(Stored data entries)

——

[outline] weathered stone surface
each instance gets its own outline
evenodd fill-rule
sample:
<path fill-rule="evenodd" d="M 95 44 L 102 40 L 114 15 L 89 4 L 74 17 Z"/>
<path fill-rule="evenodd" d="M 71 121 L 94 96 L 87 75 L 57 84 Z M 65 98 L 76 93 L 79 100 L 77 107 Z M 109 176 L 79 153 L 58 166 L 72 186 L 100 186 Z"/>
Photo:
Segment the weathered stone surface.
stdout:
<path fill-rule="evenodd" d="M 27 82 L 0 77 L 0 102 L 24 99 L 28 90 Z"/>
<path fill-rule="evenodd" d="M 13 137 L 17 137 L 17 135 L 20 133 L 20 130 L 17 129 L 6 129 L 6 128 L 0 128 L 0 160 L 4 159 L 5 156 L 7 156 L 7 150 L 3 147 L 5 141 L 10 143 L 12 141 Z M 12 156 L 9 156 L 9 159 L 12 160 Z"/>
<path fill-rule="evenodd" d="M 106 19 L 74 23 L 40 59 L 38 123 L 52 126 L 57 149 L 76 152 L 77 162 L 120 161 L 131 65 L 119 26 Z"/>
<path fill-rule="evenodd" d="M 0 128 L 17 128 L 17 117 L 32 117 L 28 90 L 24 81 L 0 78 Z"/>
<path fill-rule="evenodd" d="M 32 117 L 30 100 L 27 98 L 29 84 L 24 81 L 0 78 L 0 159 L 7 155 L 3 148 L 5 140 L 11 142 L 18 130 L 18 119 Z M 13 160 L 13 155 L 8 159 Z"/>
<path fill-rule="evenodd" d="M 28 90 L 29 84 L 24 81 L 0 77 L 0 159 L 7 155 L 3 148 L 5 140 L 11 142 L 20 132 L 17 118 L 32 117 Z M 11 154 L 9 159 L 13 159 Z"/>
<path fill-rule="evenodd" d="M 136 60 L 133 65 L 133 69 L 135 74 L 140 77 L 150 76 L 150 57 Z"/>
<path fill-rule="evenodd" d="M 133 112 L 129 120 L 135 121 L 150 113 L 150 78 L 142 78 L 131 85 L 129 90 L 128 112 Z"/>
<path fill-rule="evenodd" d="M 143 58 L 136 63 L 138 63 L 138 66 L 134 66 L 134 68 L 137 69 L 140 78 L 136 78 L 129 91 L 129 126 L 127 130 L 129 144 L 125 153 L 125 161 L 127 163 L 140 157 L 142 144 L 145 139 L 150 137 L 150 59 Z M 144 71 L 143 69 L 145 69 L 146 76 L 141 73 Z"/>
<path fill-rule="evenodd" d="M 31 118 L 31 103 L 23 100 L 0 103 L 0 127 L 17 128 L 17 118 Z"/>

——

### Work instructions
Print the records again in their entirety, character for character.

### Task solution
[outline] weathered stone surface
each instance gets its own outline
evenodd fill-rule
sample:
<path fill-rule="evenodd" d="M 95 44 L 102 40 L 114 15 L 89 4 L 74 17 Z"/>
<path fill-rule="evenodd" d="M 71 121 L 94 96 L 87 75 L 57 84 Z M 65 98 L 76 93 L 79 100 L 77 107 Z M 109 176 L 79 153 L 58 166 L 72 186 L 100 186 Z"/>
Photo:
Segment the weathered stone surface.
stdout:
<path fill-rule="evenodd" d="M 27 82 L 0 77 L 0 102 L 24 99 L 28 90 Z"/>
<path fill-rule="evenodd" d="M 13 137 L 17 137 L 17 135 L 20 133 L 20 130 L 17 129 L 6 129 L 6 128 L 0 128 L 0 160 L 4 159 L 5 156 L 7 156 L 7 150 L 3 147 L 5 141 L 10 143 L 12 141 Z M 12 156 L 9 156 L 9 159 L 12 160 Z"/>
<path fill-rule="evenodd" d="M 106 19 L 74 23 L 40 59 L 38 123 L 52 126 L 57 149 L 76 152 L 77 162 L 120 161 L 131 65 L 119 26 Z"/>
<path fill-rule="evenodd" d="M 0 128 L 17 128 L 17 117 L 32 117 L 28 90 L 24 81 L 0 78 Z"/>
<path fill-rule="evenodd" d="M 32 117 L 30 100 L 27 98 L 29 84 L 24 81 L 0 78 L 0 159 L 7 155 L 3 148 L 5 140 L 11 142 L 18 130 L 18 119 Z M 13 160 L 13 155 L 8 159 Z"/>
<path fill-rule="evenodd" d="M 28 90 L 29 84 L 24 81 L 0 77 L 0 159 L 7 155 L 3 148 L 5 140 L 11 142 L 20 132 L 17 118 L 32 117 Z M 11 154 L 9 159 L 13 159 Z"/>
<path fill-rule="evenodd" d="M 136 60 L 133 65 L 133 69 L 135 74 L 140 77 L 150 76 L 150 57 Z"/>
<path fill-rule="evenodd" d="M 133 112 L 129 120 L 135 121 L 150 113 L 150 78 L 142 78 L 131 85 L 129 90 L 128 112 Z"/>
<path fill-rule="evenodd" d="M 143 58 L 136 63 L 138 63 L 138 66 L 134 66 L 134 68 L 137 69 L 140 78 L 136 78 L 129 91 L 129 126 L 127 130 L 129 144 L 125 153 L 125 161 L 127 163 L 140 157 L 142 144 L 145 139 L 150 137 L 150 59 Z M 144 71 L 143 69 L 145 69 L 146 76 L 141 73 Z"/>
<path fill-rule="evenodd" d="M 31 118 L 31 103 L 23 100 L 0 103 L 0 127 L 17 128 L 17 118 Z"/>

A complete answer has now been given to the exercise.